### What the exercise asks
Would it be possible to output exactly, and only, the lines below from the one holding "Target: green skirt fabric" to the last line, both included, with every picture left out?

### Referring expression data
•••
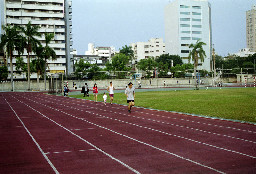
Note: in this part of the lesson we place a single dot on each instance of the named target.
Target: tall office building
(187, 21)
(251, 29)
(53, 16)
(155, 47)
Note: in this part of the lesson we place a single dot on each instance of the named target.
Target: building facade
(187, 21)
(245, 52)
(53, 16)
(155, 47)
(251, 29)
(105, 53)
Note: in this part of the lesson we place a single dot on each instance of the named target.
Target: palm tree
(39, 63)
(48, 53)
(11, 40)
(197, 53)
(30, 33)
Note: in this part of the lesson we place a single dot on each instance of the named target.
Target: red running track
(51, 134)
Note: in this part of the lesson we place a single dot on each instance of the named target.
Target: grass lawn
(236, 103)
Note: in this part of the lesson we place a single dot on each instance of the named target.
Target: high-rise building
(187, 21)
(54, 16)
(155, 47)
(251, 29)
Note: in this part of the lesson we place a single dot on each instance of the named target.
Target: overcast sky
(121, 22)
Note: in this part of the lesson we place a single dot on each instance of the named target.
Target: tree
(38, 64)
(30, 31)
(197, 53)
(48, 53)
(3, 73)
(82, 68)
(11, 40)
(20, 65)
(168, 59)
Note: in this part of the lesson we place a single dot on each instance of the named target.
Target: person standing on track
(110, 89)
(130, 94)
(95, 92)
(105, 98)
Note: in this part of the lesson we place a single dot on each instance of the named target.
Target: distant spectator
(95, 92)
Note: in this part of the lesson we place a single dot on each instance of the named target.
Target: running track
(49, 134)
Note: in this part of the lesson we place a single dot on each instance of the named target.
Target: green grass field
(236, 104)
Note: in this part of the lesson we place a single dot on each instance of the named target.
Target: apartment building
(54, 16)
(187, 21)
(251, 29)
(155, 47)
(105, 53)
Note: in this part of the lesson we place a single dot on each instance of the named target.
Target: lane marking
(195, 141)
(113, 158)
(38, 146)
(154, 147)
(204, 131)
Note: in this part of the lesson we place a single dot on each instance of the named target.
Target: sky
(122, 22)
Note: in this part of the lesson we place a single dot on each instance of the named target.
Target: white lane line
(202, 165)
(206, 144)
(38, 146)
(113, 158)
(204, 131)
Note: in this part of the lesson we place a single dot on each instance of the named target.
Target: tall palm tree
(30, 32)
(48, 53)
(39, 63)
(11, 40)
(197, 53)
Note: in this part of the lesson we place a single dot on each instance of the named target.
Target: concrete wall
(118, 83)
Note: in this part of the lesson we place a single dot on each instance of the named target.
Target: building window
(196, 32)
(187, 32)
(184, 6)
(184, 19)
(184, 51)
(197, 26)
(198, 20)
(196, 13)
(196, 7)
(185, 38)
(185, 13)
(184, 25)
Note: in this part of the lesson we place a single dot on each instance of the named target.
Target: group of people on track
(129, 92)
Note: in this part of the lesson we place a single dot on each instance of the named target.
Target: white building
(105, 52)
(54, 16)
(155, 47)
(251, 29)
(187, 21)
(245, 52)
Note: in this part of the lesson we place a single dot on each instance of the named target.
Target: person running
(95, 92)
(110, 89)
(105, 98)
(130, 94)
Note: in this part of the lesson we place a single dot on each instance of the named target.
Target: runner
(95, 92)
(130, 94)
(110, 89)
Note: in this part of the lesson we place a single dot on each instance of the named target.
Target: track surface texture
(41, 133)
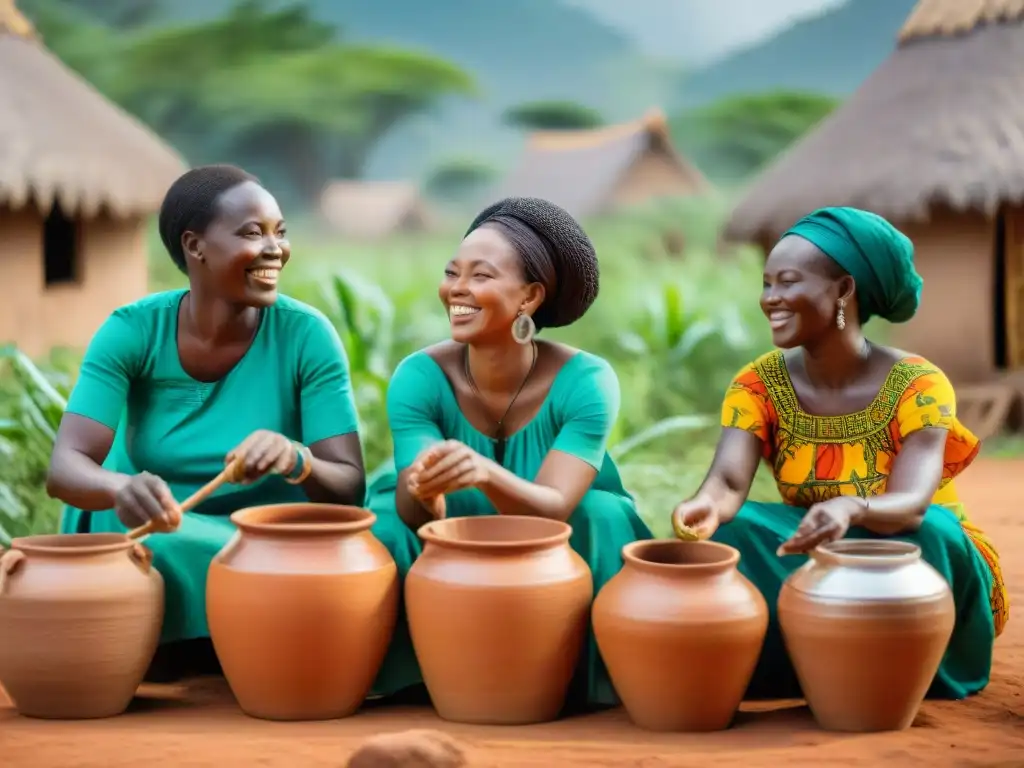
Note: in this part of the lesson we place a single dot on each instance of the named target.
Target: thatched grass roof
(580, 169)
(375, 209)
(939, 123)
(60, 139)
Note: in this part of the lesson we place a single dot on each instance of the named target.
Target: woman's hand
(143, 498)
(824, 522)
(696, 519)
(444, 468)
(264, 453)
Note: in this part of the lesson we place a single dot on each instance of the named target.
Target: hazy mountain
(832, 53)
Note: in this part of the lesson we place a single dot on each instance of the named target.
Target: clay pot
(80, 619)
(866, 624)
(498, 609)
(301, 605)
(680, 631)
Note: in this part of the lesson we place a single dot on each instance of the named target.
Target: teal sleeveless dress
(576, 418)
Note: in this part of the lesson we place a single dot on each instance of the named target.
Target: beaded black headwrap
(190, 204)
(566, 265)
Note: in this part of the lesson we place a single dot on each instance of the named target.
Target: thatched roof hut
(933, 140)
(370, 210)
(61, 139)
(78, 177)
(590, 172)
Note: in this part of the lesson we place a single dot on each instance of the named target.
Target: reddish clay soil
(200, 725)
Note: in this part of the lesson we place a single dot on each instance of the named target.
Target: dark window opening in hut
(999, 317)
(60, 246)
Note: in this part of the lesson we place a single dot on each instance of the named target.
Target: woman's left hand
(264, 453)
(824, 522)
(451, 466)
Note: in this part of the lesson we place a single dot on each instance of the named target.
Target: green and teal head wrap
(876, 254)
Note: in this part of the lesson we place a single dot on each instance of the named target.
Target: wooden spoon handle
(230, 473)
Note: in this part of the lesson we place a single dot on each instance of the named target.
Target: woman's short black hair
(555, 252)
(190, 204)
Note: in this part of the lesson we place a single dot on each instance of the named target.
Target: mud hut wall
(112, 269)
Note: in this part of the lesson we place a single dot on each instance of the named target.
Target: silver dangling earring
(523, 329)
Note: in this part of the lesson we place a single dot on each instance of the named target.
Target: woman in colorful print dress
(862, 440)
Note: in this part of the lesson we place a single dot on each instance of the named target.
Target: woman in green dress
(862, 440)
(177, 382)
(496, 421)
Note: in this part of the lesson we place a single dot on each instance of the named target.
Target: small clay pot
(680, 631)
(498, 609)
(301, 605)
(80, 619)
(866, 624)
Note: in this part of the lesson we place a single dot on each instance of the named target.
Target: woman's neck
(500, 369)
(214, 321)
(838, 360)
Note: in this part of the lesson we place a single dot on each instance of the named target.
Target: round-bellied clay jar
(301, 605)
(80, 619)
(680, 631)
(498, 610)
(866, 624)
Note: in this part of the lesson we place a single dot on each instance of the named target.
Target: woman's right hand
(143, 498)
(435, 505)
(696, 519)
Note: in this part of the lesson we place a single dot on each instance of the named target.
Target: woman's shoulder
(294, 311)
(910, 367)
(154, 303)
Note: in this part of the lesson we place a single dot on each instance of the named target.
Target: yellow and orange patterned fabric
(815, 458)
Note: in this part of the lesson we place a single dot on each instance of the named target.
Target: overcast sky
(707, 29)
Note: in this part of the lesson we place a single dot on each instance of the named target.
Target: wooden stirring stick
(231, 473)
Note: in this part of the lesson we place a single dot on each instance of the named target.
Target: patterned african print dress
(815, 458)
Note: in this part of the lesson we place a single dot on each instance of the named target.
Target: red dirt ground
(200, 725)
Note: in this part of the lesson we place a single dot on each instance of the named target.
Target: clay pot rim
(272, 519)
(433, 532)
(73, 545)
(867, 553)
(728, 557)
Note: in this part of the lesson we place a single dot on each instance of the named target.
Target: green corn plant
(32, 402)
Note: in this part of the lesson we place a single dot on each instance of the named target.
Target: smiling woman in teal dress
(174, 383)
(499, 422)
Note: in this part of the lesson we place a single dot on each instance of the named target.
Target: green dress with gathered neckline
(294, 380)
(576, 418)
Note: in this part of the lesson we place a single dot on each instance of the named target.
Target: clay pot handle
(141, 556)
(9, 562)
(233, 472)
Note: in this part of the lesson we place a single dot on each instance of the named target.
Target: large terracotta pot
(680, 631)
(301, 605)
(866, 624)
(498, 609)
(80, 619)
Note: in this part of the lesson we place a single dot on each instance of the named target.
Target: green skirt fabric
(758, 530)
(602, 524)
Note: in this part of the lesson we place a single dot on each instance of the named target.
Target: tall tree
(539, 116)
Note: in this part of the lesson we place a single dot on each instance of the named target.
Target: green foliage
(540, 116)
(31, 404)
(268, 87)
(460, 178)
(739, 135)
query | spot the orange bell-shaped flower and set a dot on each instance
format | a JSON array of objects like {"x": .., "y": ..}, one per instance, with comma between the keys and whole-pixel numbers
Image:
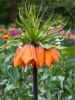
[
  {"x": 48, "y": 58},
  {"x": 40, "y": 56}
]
•••
### Task result
Target: green skirt fabric
(758, 530)
(602, 524)
Note: in this part of the lesson we place a single dot on each instance of the named target.
Target: tall tree
(539, 116)
Note: in this part of the lesson we place a single dot on each instance of the named target.
Target: green foliage
(540, 116)
(31, 404)
(268, 87)
(460, 178)
(739, 135)
query | spot the orange bell-shaped flower and set a dot on each instance
format | a JSON array of objects like {"x": .., "y": ..}, one per instance, with comma between the keys and whole-pixel numbers
Image:
[
  {"x": 48, "y": 58},
  {"x": 40, "y": 56}
]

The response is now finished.